%%
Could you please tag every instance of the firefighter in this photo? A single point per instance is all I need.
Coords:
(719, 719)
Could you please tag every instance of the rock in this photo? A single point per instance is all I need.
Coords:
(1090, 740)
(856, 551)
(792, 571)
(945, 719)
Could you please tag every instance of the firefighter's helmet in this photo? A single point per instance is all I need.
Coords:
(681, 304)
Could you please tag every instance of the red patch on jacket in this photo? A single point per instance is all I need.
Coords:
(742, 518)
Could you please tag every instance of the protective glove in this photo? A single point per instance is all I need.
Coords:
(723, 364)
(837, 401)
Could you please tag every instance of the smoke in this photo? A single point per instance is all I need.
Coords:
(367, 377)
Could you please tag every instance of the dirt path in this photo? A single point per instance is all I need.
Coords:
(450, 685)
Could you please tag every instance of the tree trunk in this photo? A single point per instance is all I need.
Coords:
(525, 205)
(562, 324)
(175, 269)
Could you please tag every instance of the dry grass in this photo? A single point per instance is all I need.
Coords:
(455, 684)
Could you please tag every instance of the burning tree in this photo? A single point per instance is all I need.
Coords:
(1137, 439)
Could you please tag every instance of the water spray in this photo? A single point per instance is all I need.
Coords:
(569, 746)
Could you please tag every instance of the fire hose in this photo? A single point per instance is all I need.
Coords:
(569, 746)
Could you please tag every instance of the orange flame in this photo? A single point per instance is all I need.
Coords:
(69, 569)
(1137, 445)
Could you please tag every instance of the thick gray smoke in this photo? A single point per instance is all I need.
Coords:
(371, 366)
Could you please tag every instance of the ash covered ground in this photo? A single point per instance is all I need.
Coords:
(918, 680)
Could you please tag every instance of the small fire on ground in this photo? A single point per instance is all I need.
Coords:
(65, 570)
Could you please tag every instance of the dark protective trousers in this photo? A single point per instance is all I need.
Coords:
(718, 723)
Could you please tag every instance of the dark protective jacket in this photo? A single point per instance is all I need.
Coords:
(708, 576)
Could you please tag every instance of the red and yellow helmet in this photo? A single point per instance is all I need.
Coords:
%%
(WORK INSTRUCTION):
Copy each entry exactly. Omit none.

(OUTPUT FOR THIS TASK):
Could you please tag every instance of the firefighter in this photo? A single point per instance is all I need.
Coords:
(719, 719)
Could you please tag every instance of the rock in this photo? A single point per instance is all I need.
Coords:
(1090, 740)
(856, 551)
(792, 571)
(945, 719)
Could you please tag every instance of the firefighter's helmet in this photo? A single point per instance is all I need.
Coords:
(681, 304)
Could you please tag every instance of the red patch on jacket in this photo? A single point per instance is all I need.
Coords:
(742, 518)
Could you please tag every instance of the protective glove in this photo? A single point per instance is all I need.
Coords:
(723, 364)
(837, 401)
Could you please tag every instance of the smoke in this photo? A single point per instance is all I need.
Coords:
(367, 377)
Could you please tag every instance of the dirt path in this photo? A single point per instance is all I need.
Coords:
(450, 685)
Could you please tag every instance of the tree trunk in this photo? A single point per instance is all I need.
Coords:
(525, 205)
(562, 324)
(175, 269)
Could you please tag every instance of the dry grass in this photo? A single point per instance is all I need.
Coords:
(455, 684)
Could you please tag every instance of the burning tree in this photo? A single point per instance is all I need.
Coords:
(1137, 439)
Could you please tag every instance of the water spray in this photo? A single point per instance is all I need.
Coords:
(569, 746)
Could you please tag every instance of the fire hose in this photo? A single point per instance is all I need.
Coords:
(569, 746)
Could you please tag every instance of the orange flame in this photo? A single point per instance is all I need.
Coords:
(69, 569)
(1137, 445)
Could you please tag every instance of the thick gray smoke in this photo? A single point per instance is all I need.
Coords:
(371, 366)
Could you please tag every instance of the ash covered ground in this photo? A single point per instance is all I need.
Coords:
(918, 680)
Could you please tag every instance of the small fire on ground in this photo? A single point per instance is all I need.
Coords:
(65, 570)
Could you please tag every instance of the dark protective trousers in this photo? A single point per instance is all I need.
Coords:
(718, 723)
Could you please tag every instance of the dark protective jacket in this photo? A single point per instance is all I need.
Coords:
(708, 576)
Could you please tag every instance of the red and yellow helmet in this photo? A single point per instance is all I need.
Coords:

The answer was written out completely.